-- Start --

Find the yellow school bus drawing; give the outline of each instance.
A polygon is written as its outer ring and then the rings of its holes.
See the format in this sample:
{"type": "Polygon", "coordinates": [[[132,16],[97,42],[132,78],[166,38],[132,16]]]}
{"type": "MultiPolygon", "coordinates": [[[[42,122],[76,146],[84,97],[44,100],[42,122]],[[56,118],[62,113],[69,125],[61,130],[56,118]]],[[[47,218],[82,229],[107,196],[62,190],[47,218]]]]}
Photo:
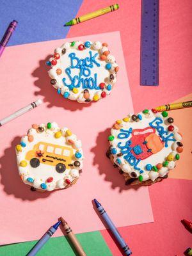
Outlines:
{"type": "Polygon", "coordinates": [[[40,163],[52,165],[61,173],[70,168],[73,150],[70,147],[40,141],[28,152],[26,159],[29,161],[33,168],[38,167],[40,163]]]}

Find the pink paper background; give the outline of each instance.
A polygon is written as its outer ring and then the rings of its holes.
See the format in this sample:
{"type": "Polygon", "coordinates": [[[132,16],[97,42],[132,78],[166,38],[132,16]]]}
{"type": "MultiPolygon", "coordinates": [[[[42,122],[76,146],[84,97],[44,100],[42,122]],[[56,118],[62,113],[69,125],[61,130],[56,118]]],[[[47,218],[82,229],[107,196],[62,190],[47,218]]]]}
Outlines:
{"type": "MultiPolygon", "coordinates": [[[[50,84],[45,63],[63,40],[10,47],[2,56],[1,117],[26,106],[37,96],[45,103],[1,127],[1,244],[38,239],[61,215],[76,233],[103,229],[93,209],[92,200],[95,197],[105,206],[117,227],[153,221],[148,189],[129,189],[124,186],[122,177],[105,156],[108,127],[133,111],[120,34],[115,32],[69,40],[81,39],[108,42],[120,67],[111,95],[91,106],[65,100],[50,84]],[[52,120],[61,127],[68,126],[82,139],[86,157],[83,172],[70,189],[31,192],[20,180],[14,147],[31,124],[52,120]]],[[[56,236],[61,236],[60,230],[56,236]]]]}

-- End --

Challenge =
Reproduce all the lines above, substituting "occurrence" for "instance" wherever it occurs, keep everything else the same, and leave out the pictures.

Reply =
Find the yellow school bus drawing; give the outline of each occurrence.
A polygon is written as its outer ring and then the rings of its holes.
See the format in this sample:
{"type": "Polygon", "coordinates": [[[132,16],[97,42],[132,78],[166,38],[132,16]]]}
{"type": "MultiPolygon", "coordinates": [[[[42,122],[76,146],[84,97],[44,100],[42,122]],[[56,118],[62,113],[69,125],[61,130],[56,118]]],[[[47,218],[82,229],[107,196],[62,190],[47,218]]]]}
Photo:
Outlines:
{"type": "Polygon", "coordinates": [[[40,163],[52,165],[61,173],[70,168],[73,150],[70,147],[40,141],[28,152],[26,159],[29,161],[33,168],[38,167],[40,163]]]}

Find the pink paper background; give the outline of each occurrence.
A polygon is written as its outer ring and then the rings of its holes.
See the format in this sample:
{"type": "Polygon", "coordinates": [[[132,16],[97,42],[132,78],[166,38],[132,16]]]}
{"type": "MultiPolygon", "coordinates": [[[[42,122],[76,146],[84,97],[44,100],[42,122]],[[56,118],[62,113],[69,125],[61,130],[56,118]]],[[[47,218],[82,229],[107,196],[62,190],[47,218]]]]}
Outlines:
{"type": "MultiPolygon", "coordinates": [[[[50,84],[45,63],[63,40],[10,47],[2,56],[1,117],[26,106],[37,96],[45,103],[1,127],[1,244],[38,239],[61,215],[76,233],[103,229],[93,209],[92,200],[95,197],[105,206],[117,227],[153,221],[148,189],[129,189],[124,186],[122,177],[105,156],[108,127],[133,111],[120,34],[115,32],[69,40],[81,39],[108,42],[120,67],[111,95],[91,106],[65,100],[50,84]],[[52,120],[61,127],[68,126],[82,139],[86,157],[83,172],[70,189],[31,192],[20,180],[14,147],[31,124],[52,120]]],[[[56,236],[61,236],[60,230],[56,236]]]]}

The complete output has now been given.